*** Opening of DATASET RECORDS ***

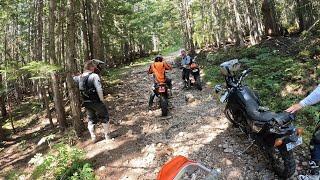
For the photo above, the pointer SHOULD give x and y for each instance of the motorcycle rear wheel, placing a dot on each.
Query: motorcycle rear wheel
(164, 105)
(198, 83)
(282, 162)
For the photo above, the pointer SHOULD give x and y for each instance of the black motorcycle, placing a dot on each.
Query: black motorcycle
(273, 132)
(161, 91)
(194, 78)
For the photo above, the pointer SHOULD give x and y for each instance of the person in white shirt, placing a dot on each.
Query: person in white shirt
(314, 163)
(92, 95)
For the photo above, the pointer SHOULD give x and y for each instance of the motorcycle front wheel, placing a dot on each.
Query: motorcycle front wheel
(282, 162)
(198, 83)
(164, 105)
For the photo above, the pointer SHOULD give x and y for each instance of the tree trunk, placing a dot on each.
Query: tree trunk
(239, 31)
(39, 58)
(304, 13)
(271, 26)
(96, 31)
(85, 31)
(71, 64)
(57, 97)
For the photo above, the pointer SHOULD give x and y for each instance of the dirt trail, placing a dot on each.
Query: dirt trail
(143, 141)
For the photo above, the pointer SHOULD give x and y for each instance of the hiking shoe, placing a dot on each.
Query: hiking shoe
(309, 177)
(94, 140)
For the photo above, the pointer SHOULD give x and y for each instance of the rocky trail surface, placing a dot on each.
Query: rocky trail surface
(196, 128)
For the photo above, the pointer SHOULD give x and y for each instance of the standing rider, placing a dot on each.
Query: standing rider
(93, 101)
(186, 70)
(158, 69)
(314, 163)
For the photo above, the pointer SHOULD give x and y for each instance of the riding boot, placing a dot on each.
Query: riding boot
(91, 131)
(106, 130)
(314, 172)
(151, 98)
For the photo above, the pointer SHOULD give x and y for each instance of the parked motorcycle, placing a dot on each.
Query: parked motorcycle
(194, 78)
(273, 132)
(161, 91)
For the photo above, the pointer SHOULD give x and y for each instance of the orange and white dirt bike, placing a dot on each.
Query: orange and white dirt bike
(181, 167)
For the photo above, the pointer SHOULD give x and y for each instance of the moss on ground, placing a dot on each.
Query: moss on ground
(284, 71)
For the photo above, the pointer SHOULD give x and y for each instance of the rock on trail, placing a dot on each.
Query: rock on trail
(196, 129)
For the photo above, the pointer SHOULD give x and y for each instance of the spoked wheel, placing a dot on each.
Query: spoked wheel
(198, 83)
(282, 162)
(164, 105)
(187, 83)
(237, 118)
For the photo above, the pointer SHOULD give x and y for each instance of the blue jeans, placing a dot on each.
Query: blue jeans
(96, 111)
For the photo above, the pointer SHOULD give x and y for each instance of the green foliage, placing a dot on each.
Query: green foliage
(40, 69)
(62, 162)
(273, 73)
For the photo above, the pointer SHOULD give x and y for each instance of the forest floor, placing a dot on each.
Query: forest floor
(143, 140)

*** Close of DATASET RECORDS ***
*** Opening of DATASET RECORDS ***

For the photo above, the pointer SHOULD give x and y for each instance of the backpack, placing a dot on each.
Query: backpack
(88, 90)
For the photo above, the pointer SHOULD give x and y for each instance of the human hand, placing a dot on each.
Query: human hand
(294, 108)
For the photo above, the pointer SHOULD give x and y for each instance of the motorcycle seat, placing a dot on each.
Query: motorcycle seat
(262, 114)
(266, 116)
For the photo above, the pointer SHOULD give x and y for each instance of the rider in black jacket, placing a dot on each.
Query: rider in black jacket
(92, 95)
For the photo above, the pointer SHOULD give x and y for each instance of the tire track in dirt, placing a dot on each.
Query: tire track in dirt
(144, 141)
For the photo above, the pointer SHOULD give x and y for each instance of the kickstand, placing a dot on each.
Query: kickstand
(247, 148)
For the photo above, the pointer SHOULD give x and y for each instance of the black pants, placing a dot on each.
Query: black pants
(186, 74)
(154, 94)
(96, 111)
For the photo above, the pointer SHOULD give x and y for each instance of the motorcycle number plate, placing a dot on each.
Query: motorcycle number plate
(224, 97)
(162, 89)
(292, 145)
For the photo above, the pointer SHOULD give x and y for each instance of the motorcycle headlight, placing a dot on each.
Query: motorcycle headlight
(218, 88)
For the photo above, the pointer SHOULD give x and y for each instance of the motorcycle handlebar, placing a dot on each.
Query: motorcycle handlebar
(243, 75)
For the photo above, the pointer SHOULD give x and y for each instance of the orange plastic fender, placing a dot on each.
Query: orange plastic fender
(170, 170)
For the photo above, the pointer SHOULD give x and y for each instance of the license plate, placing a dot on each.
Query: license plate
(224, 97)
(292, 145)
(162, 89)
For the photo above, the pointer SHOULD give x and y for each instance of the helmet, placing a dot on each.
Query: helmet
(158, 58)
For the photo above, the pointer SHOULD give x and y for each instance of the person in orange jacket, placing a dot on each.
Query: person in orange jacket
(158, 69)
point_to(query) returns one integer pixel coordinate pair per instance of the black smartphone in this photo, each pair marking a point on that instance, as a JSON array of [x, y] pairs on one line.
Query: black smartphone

*** Close of DATASET RECORDS ***
*** Opening of DATASET RECORDS ***

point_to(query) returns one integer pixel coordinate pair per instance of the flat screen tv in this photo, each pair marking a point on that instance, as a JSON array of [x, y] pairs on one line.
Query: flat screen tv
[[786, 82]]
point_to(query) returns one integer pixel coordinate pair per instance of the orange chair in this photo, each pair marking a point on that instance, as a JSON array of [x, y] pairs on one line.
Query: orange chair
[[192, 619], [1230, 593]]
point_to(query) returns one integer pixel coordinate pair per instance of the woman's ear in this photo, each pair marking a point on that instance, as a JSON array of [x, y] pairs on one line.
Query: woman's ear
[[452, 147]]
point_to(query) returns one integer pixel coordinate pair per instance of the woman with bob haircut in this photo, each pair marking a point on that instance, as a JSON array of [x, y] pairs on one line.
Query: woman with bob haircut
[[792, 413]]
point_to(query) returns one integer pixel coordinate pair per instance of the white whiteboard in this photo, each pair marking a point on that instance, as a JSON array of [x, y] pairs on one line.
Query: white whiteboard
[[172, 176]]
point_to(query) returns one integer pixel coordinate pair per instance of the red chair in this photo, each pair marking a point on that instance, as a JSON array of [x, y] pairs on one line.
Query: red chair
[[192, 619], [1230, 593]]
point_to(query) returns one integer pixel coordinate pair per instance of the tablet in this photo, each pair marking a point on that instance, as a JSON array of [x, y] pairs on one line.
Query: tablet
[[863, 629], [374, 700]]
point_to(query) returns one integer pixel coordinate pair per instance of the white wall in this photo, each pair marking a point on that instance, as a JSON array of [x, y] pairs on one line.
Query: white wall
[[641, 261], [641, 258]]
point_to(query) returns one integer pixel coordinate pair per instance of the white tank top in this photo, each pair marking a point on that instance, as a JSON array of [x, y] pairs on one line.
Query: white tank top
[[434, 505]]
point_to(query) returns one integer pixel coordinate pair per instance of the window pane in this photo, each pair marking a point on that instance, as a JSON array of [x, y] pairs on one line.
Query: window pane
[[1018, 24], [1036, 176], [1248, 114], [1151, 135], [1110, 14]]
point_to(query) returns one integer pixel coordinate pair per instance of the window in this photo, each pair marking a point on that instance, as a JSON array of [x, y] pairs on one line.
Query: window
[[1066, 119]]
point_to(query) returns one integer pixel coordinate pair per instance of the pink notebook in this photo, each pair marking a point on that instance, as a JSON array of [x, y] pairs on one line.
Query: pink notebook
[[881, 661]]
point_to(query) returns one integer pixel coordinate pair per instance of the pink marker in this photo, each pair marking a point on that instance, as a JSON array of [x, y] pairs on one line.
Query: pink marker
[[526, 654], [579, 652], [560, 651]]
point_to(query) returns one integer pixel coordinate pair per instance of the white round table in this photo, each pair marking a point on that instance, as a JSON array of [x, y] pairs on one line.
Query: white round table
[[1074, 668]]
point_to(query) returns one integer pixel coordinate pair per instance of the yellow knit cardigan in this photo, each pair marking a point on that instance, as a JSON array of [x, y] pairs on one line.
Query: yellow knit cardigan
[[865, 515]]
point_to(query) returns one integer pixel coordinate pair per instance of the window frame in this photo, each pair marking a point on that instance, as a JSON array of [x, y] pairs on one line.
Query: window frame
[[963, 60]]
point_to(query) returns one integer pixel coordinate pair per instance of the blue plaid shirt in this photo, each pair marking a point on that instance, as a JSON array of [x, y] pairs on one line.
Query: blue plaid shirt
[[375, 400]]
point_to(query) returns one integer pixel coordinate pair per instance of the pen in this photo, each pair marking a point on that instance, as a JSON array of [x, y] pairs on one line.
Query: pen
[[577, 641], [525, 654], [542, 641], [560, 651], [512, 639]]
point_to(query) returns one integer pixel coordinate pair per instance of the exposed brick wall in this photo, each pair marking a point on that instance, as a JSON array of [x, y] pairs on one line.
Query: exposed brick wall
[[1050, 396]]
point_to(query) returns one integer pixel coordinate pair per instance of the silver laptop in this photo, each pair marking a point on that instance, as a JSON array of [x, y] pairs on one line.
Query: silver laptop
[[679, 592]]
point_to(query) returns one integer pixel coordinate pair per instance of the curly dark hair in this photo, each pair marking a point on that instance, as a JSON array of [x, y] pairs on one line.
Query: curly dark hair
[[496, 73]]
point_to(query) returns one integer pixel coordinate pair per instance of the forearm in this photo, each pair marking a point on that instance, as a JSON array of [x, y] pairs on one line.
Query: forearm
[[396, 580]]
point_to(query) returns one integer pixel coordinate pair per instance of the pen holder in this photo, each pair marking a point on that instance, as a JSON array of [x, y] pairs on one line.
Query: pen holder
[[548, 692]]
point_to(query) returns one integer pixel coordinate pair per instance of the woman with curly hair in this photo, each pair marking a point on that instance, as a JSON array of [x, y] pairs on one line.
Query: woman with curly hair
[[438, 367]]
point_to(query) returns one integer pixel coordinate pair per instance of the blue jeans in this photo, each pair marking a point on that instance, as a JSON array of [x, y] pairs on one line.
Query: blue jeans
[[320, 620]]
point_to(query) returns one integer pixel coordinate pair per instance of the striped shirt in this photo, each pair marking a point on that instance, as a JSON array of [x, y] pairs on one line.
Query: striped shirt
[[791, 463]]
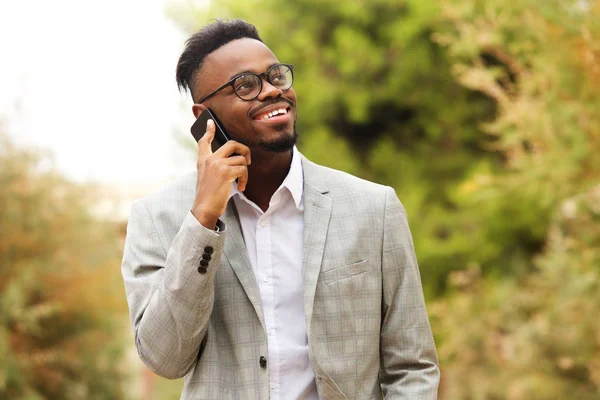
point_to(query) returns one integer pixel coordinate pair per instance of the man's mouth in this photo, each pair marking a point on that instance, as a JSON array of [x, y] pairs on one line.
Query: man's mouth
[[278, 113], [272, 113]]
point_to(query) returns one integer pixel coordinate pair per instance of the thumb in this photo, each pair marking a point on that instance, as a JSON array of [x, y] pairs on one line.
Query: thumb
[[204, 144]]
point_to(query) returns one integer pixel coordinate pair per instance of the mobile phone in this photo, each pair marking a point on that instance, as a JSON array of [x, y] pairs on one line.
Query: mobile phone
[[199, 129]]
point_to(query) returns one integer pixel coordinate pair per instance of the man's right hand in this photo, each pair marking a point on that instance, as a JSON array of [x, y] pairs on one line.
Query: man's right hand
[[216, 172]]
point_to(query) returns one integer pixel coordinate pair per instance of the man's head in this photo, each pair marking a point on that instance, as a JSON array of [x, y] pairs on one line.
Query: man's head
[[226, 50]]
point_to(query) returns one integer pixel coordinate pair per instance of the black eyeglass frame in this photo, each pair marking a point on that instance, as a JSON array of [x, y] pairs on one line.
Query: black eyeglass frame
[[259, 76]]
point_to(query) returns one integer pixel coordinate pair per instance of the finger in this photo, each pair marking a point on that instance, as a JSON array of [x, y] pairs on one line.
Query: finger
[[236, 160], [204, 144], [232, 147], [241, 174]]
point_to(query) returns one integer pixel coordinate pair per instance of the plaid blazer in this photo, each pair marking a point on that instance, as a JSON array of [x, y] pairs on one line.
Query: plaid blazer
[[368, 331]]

*** Close of DATASET RECORDS ***

WORK ORDER: The word "smartphone" may appear in several lines of the data; copy every line where it does.

REPLY:
point_to(query) returns one integer pixel coordinate pair per instance of the black smartphone in this photo, each pair marking a point on that instance, as a JSON array of [x, y] pairs on one line.
Query: black smartphone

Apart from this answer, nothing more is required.